▸ **What the task requires**
Extract each row below that contains the string "duck". Treat uppercase and lowercase as different.
++++ Exercise materials ++++
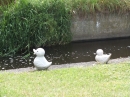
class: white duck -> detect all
[33,48,52,70]
[95,49,112,64]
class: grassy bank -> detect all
[0,63,130,97]
[0,0,130,56]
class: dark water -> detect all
[0,38,130,70]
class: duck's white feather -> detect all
[33,48,52,70]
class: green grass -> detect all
[0,63,130,97]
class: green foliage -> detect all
[0,0,130,55]
[0,0,71,53]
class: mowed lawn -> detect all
[0,63,130,97]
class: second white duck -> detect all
[33,48,52,70]
[95,49,112,64]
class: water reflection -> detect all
[0,38,130,69]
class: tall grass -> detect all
[0,0,71,53]
[0,0,130,55]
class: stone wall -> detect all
[71,13,130,41]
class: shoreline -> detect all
[0,57,130,73]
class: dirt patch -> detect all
[0,57,130,73]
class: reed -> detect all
[0,0,71,54]
[0,0,130,56]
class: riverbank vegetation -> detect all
[0,0,130,56]
[0,63,130,97]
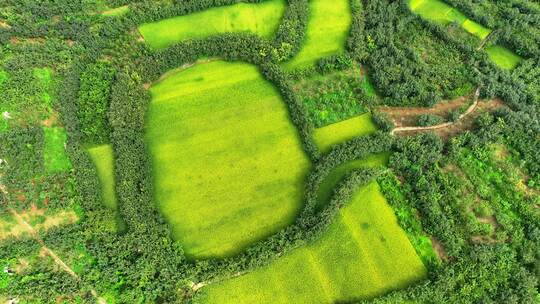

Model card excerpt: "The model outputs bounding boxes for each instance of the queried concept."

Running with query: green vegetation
[145,61,309,258]
[43,127,71,173]
[316,153,390,209]
[101,5,129,17]
[409,0,522,70]
[409,0,491,39]
[486,45,523,70]
[77,62,114,144]
[285,0,351,69]
[198,182,426,303]
[313,113,377,152]
[295,63,375,128]
[88,145,117,210]
[139,0,286,49]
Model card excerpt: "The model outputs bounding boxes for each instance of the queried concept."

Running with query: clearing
[285,0,352,69]
[145,61,310,258]
[409,0,522,70]
[196,182,426,304]
[409,0,491,40]
[43,127,71,173]
[139,0,286,49]
[317,153,390,208]
[87,145,117,210]
[313,113,377,152]
[0,208,79,241]
[486,45,523,70]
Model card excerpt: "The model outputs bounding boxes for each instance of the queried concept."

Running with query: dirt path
[9,208,107,304]
[390,88,480,134]
[378,88,504,138]
[476,30,496,51]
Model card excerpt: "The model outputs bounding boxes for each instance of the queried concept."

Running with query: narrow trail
[476,30,497,51]
[8,208,107,304]
[390,87,480,134]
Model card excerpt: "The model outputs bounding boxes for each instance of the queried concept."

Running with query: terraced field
[43,127,71,173]
[409,0,491,39]
[195,182,426,304]
[285,0,351,69]
[139,0,286,49]
[409,0,522,70]
[317,153,390,208]
[313,113,377,152]
[145,61,309,258]
[486,45,523,70]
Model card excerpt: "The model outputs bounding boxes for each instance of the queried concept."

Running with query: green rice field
[317,153,390,208]
[43,127,71,173]
[486,45,523,70]
[195,182,426,304]
[145,61,310,258]
[285,0,352,69]
[409,0,491,39]
[101,5,129,17]
[87,145,117,210]
[139,0,286,49]
[313,113,377,152]
[409,0,522,70]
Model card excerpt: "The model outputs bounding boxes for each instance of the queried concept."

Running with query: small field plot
[43,127,71,173]
[486,45,522,70]
[196,182,426,304]
[317,153,390,208]
[285,0,352,69]
[313,113,377,152]
[88,145,117,210]
[139,0,286,49]
[145,61,310,258]
[409,0,491,39]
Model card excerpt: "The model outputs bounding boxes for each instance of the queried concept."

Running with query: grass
[409,0,491,40]
[285,0,352,69]
[145,61,309,258]
[409,0,522,70]
[196,182,426,304]
[486,45,523,70]
[313,113,377,152]
[317,153,390,208]
[88,145,117,210]
[139,0,286,49]
[43,127,71,173]
[101,5,129,17]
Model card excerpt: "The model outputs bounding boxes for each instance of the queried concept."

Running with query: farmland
[139,0,285,49]
[196,183,426,303]
[145,61,309,258]
[285,0,351,69]
[409,0,522,70]
[4,0,540,304]
[88,145,117,210]
[313,113,376,151]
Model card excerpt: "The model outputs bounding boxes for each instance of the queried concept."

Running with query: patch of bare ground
[429,236,449,262]
[9,209,107,304]
[377,96,471,127]
[381,94,505,139]
[0,206,79,241]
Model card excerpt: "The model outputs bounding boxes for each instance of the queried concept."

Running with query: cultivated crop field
[4,0,540,304]
[139,0,285,49]
[145,61,309,258]
[199,183,426,303]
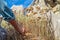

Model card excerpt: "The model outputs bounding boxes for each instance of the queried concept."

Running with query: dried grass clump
[2,0,59,40]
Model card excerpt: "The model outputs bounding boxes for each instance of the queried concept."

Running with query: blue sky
++++
▸ **Response below**
class: white duck -> detect all
class: duck's white feather -> detect all
class: second white duck -> detect all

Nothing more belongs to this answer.